**Extrait à lire**.
L’architecte Schmolz de Munich a été invité hier soir chez nous pour le souper. Il y avait des carottes cuites sorties du potage, avec quelques rares pommes de terre. M. Schwartz a deux projets intéressants pour la « maison d’été » des Jenn. Ces projets plaisent beaucoup mais, d’après moi, ils ne seront jamais réalisés.
Un temps d’été magnifique depuis quelques jours. Sur les sommets venteux du Struthof (66), les chaudes journées d’été sont particulièrement agréables.
Sur le bureau du commandant, ou plutôt du directeur du Centre, il y a, paraît-il, des piles entières de bons de sortie. Mais il semble qu’on ne soit pas pressé, et qu’on ne pense pas sérieusement à les distribuer. Ou bien, s’agirait-il de nouveau d’une annonce – mensongère, hypocrite et cachottière  -  de la radio du camp ?
M.Stocky a été conduit hier à Saverne pour le procès. On espère qu’il s’en sortira bien. On l’espère !  Combien de fois ce mot traverse-t-il mon esprit !  Le Struthof est vraiment devenu la cour  (67) de l’espoir, d’un espoir souvent amèrement déçu, oui.
« Quand je demande au camarade :  ‘Où veux-tu aller ?’
A la maison, à la maison, dit-il avec nostalgie ».
Dans le Nouvel Alsacien de mercredi 18 juillet 1945, il y a sous le titre : « Internement administratif », la note suivante :
« Louis Marin, le chef du Parti  de l’URD (URD modérée), Fédération républicaine, élève sa voix dans le journal La Nation, contre les mesures d’internement  arbitraires qui sont toujours encore en vigueur. Louis Marin écrit que l’internement est la marque des régimes totalitaires… Le gouvernement ne devrait plus perdre un moment pour faire cesser le dangereux scandale de telles arrestations, qui sont, en somme, la continuation abhorrée des méthodes du temps de l’oppression. De telles méthodes sont incompatibles avec une régime qui aurait un idéal, même restreint, de la liberté humaine, de la démocratie et de la république » (68)
Ce manifeste, nous, à Schirmeck et au Struthof, pourrions le ratifier pleinement.  Sera-t-il  écouté et appliqué ?  « J’entends bien le message, seule me manque la foi ».

**Exercice 1**.
Selon l'extrait à lire, où M. Stocky a-t-il été conduit hier, et pour quelle raison ?

**Données enregistrées**.
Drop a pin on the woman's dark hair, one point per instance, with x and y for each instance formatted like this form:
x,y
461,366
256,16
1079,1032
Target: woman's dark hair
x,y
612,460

* * *

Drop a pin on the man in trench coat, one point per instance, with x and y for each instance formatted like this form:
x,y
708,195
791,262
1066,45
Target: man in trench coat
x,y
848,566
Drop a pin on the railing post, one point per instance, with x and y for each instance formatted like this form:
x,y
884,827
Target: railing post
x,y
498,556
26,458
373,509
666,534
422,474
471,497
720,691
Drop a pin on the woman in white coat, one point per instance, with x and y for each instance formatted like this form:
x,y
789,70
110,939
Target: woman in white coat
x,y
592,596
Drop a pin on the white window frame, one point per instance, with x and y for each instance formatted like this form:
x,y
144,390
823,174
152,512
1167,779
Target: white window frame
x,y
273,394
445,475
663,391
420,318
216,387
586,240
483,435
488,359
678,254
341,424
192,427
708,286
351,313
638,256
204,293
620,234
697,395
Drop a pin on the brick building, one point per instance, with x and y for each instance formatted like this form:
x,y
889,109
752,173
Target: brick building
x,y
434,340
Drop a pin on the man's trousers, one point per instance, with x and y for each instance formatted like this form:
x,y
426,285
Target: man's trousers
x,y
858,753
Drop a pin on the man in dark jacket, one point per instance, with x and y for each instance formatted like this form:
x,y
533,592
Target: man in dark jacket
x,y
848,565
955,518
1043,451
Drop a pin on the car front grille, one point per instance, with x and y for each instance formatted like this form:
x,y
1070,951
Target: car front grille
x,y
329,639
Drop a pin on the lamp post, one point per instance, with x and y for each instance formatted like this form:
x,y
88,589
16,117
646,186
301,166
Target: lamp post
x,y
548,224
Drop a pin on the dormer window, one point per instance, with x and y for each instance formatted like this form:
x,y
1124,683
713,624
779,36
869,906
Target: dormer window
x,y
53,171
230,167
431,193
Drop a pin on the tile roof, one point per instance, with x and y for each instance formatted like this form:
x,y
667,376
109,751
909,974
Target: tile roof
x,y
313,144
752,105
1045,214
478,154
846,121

...

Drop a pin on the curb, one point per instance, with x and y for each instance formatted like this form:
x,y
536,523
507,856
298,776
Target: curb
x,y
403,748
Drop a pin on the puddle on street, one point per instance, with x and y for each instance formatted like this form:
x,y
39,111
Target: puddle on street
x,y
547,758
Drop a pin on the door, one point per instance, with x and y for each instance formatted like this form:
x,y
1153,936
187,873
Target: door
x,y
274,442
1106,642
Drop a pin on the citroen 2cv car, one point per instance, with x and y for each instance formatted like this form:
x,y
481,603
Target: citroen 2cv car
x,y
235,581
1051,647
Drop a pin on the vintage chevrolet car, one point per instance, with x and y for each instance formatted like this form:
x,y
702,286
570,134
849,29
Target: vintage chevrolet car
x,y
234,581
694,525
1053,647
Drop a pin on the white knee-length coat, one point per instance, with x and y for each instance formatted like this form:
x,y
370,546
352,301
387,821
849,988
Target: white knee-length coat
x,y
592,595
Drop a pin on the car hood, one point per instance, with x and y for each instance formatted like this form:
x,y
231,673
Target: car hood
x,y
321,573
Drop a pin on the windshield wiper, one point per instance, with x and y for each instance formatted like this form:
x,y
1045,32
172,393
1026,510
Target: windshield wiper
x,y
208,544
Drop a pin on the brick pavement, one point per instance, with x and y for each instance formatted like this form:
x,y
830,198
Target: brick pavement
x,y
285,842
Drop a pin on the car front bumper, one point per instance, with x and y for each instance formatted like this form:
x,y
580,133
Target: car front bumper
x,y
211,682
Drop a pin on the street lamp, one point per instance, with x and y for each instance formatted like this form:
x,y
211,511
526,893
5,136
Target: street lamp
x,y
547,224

**Exercice 2**.
Filtrez les entrées en recopiant chaque ligne qui contient la chaîne « white », en tenant compte de la casse.

**Corrigé détaillé 1**.
Il a été conduit à Saverne pour le procès.

**Corrigé détaillé 2**.
Drop a pin on the woman in white coat, one point per instance, with x and y for each instance formatted like this form:
Target: woman in white coat
Drop a pin on the white window frame, one point per instance, with x and y for each instance formatted like this form:
Target: white window frame
Drop a pin on the white knee-length coat, one point per instance, with x and y for each instance formatted like this form:
Target: white knee-length coat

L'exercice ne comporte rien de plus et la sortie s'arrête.